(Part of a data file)
--- Begin ---

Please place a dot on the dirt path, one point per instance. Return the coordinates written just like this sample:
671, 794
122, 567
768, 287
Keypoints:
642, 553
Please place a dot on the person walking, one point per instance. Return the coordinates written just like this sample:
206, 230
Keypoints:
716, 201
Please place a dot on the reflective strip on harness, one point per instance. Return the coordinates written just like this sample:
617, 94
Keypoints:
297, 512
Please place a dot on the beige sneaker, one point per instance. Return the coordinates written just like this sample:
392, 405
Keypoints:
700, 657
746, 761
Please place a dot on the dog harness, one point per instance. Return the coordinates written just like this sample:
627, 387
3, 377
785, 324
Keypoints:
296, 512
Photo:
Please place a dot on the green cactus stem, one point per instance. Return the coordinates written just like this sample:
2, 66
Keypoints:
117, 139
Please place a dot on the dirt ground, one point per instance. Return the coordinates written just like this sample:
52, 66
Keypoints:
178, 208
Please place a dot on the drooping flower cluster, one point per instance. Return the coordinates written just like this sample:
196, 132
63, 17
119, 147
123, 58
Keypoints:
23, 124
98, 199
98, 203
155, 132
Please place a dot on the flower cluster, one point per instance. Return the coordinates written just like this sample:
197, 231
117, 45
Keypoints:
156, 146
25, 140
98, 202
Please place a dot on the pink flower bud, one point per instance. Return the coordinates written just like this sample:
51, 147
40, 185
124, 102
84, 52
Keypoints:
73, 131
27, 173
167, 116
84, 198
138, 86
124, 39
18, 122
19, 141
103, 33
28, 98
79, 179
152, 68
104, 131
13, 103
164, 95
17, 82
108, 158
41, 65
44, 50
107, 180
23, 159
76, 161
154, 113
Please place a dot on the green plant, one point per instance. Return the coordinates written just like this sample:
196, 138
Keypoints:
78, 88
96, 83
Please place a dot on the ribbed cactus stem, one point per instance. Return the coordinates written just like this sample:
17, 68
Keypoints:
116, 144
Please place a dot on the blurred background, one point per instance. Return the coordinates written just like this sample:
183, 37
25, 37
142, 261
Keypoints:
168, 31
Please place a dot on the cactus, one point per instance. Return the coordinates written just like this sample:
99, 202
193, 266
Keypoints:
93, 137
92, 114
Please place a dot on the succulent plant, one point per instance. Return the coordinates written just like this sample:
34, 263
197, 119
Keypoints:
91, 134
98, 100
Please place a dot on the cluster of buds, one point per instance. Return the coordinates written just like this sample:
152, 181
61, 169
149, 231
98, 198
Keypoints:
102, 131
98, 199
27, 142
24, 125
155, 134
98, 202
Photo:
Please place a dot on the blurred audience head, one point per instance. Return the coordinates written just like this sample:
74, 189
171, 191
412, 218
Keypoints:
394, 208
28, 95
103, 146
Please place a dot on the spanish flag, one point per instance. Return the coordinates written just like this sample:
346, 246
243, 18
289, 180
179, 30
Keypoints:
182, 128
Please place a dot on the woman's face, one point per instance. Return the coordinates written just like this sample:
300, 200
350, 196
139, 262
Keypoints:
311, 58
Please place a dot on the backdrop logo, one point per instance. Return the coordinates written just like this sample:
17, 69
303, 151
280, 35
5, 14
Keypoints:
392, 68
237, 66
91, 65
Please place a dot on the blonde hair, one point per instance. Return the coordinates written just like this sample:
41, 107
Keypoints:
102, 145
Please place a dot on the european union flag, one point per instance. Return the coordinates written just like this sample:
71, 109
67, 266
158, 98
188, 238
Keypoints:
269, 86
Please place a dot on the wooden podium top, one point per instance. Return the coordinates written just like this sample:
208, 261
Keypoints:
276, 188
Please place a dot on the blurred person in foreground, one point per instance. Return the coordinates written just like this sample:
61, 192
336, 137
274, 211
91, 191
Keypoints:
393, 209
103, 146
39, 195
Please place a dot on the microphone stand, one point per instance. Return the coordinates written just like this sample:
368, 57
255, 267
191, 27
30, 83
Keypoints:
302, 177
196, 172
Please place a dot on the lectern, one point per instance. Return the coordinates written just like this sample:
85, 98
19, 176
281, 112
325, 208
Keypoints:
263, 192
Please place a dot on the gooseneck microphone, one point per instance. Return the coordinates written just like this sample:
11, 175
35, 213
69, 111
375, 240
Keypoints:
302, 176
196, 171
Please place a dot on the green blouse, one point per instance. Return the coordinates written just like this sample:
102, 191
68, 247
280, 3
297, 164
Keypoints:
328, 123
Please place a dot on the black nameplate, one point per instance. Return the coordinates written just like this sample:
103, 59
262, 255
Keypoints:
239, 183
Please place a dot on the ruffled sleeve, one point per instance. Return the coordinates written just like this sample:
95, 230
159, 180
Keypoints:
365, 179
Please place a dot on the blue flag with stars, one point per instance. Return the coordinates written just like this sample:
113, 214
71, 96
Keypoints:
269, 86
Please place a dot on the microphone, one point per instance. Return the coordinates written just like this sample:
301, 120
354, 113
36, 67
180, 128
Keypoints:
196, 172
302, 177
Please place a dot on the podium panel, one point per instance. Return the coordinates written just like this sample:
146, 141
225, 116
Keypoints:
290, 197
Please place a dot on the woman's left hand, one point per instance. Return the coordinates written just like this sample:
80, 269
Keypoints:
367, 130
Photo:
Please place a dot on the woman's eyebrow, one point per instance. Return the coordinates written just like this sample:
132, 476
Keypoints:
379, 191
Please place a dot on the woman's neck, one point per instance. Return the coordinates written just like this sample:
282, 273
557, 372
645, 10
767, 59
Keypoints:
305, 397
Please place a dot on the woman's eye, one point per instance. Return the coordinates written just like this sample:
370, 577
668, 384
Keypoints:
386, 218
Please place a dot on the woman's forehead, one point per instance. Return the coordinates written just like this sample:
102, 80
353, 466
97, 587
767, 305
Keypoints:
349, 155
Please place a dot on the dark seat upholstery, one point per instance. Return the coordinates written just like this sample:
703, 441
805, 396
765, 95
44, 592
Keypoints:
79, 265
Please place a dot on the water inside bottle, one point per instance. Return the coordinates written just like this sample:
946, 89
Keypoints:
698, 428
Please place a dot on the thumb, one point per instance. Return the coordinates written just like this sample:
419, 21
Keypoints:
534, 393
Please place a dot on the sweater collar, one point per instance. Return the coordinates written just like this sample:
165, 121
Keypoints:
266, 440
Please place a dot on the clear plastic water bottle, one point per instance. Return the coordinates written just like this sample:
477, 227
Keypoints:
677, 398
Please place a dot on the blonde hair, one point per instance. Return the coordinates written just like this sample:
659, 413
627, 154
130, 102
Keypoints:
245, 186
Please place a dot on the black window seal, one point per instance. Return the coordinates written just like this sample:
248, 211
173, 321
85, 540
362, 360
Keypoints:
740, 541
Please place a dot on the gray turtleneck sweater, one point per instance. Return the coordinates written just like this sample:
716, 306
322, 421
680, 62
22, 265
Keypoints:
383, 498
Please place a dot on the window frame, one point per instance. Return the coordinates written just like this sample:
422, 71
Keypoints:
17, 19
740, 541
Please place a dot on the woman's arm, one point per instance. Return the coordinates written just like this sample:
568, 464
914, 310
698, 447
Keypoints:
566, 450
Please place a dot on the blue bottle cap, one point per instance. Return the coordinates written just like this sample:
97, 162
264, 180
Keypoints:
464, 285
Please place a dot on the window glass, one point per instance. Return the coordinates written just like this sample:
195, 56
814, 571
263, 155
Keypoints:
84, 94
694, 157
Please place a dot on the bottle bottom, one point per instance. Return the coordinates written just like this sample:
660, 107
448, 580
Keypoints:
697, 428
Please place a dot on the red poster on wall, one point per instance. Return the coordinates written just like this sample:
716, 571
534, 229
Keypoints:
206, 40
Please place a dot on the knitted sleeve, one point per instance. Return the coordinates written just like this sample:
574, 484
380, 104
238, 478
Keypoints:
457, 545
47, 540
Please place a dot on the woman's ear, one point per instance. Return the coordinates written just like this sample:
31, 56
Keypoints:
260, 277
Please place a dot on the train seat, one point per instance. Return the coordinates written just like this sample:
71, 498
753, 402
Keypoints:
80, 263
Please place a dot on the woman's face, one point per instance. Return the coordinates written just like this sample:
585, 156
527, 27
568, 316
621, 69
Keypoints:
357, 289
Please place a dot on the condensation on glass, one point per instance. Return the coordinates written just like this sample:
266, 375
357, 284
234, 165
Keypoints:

--- End ---

Task to carry out: Return exactly the lines from the one containing "Please place a dot on the window glass, one" to the last line of the data, and nothing more.

Solution to this problem:
Please place a dot on the window glass, one point per instance. Return the coordinates written just like this sample:
195, 56
814, 571
263, 155
Keypoints:
84, 94
694, 157
Please place a dot on the bottle bottom, one point per instance. Return the coordinates written just like this sample:
660, 107
448, 580
Keypoints:
697, 428
Please place a dot on the red poster on wall, one point per instance. Return the coordinates written just like this sample:
716, 571
534, 229
Keypoints:
206, 40
Please place a dot on the knitted sleeve, one point per instance. Return the coordinates written just like this sample:
574, 484
380, 104
238, 478
Keypoints:
457, 545
47, 540
Please place a dot on the woman's ear, one point per instance. Return the coordinates written just like this sample:
31, 56
Keypoints:
260, 277
Please place a dot on the train seat, one point per instance. Return the coordinates written just like this sample:
71, 498
753, 402
Keypoints:
80, 263
Please place a dot on the woman's face, one point per instance. Return the coordinates written just like this sample:
585, 156
527, 27
568, 316
621, 69
Keypoints:
357, 289
Please place a dot on the condensation on glass, one point per instance. Return the coordinates written just like this sample:
266, 375
357, 284
234, 165
Keypoints:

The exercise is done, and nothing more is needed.